### How to complete this task
The entries below contain a stretch that opens with the line containing "Query: cumulus cloud" and closes with the line containing "Query: dark grey cloud"; set down that stretch exactly, both ends included, and nothing else.

[Stored dataset items]

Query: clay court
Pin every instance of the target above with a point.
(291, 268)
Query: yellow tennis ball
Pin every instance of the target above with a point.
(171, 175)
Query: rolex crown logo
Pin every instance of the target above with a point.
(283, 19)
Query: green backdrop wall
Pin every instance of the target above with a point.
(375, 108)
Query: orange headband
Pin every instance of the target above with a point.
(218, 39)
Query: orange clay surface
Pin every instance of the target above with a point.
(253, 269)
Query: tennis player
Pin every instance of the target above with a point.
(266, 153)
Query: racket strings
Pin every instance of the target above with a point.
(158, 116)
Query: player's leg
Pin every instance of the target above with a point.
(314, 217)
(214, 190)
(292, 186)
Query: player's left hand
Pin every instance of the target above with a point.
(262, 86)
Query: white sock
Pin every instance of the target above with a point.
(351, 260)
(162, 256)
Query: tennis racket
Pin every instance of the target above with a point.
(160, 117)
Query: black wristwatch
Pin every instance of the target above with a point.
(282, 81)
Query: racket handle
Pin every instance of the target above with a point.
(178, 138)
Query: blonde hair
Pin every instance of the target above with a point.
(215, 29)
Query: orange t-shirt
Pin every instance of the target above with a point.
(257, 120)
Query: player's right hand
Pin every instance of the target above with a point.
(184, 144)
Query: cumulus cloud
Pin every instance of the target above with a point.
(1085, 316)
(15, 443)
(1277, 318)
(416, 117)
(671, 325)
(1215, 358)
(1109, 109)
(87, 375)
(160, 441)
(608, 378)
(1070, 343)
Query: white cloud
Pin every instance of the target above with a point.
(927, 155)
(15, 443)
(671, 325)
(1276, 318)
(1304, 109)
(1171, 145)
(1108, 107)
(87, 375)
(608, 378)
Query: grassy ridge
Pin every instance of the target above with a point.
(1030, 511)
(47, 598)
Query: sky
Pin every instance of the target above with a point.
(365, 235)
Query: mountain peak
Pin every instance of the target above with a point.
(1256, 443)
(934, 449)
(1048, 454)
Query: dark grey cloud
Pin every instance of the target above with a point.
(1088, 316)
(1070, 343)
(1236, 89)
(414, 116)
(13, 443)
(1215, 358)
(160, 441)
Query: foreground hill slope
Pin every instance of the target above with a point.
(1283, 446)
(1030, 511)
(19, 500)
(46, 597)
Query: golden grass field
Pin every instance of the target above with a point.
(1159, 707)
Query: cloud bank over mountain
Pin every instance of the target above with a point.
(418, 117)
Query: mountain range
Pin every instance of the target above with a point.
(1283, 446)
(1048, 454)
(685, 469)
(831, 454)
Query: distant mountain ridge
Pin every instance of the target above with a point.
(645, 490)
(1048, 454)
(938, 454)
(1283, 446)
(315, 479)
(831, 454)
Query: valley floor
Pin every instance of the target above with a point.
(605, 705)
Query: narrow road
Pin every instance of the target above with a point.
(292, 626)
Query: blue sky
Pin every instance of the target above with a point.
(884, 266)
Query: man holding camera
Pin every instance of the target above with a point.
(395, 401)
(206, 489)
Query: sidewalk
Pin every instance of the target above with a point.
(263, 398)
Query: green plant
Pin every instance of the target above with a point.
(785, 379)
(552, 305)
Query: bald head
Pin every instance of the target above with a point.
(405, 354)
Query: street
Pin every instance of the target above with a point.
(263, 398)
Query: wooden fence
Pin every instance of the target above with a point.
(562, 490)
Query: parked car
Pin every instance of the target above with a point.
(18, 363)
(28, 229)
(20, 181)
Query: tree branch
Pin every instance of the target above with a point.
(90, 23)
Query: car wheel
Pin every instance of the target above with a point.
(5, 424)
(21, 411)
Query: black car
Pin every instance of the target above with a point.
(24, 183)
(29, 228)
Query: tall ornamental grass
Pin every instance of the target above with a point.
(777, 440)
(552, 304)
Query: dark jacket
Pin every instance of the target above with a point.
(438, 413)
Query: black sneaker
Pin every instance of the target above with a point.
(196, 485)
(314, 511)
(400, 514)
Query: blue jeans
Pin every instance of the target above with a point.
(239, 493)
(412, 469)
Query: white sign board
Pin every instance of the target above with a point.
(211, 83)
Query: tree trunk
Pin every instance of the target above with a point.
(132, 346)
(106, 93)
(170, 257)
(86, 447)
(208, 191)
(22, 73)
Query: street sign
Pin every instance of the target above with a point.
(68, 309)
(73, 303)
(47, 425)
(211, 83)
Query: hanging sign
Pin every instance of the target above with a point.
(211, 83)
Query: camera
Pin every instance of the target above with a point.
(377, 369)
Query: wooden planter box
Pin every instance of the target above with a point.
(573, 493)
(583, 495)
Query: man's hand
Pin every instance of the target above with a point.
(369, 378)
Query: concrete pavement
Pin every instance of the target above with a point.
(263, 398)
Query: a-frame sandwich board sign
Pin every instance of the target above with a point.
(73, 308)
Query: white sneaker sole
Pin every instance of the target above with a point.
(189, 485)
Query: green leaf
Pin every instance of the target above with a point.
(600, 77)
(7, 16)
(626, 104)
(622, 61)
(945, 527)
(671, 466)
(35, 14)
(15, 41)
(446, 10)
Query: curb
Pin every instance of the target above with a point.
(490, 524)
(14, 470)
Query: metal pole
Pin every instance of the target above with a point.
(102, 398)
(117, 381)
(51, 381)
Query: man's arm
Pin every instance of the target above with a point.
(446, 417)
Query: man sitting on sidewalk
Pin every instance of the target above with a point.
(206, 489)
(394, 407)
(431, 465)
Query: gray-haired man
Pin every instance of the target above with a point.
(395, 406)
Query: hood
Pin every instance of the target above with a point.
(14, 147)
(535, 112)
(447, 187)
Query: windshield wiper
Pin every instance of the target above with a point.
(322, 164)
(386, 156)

### Answer space
Query: cumulus cloud
Pin every instance of the target above with a point.
(1085, 316)
(15, 443)
(1277, 318)
(416, 117)
(671, 325)
(1215, 358)
(1109, 109)
(87, 375)
(160, 441)
(608, 378)
(1070, 343)
Query: white cloud
Pin every instance of the target above with a point.
(927, 155)
(15, 443)
(671, 325)
(1276, 318)
(1304, 109)
(1171, 145)
(1108, 107)
(87, 375)
(608, 378)
Query: grassy ridge
Pin every instance of the target above with a point.
(1030, 511)
(47, 598)
Query: sky
Pin every instance of the target above with a point.
(365, 235)
Query: mountain peak
Pin every instance of the target above with a point.
(1256, 443)
(934, 449)
(1048, 454)
Query: dark grey cloud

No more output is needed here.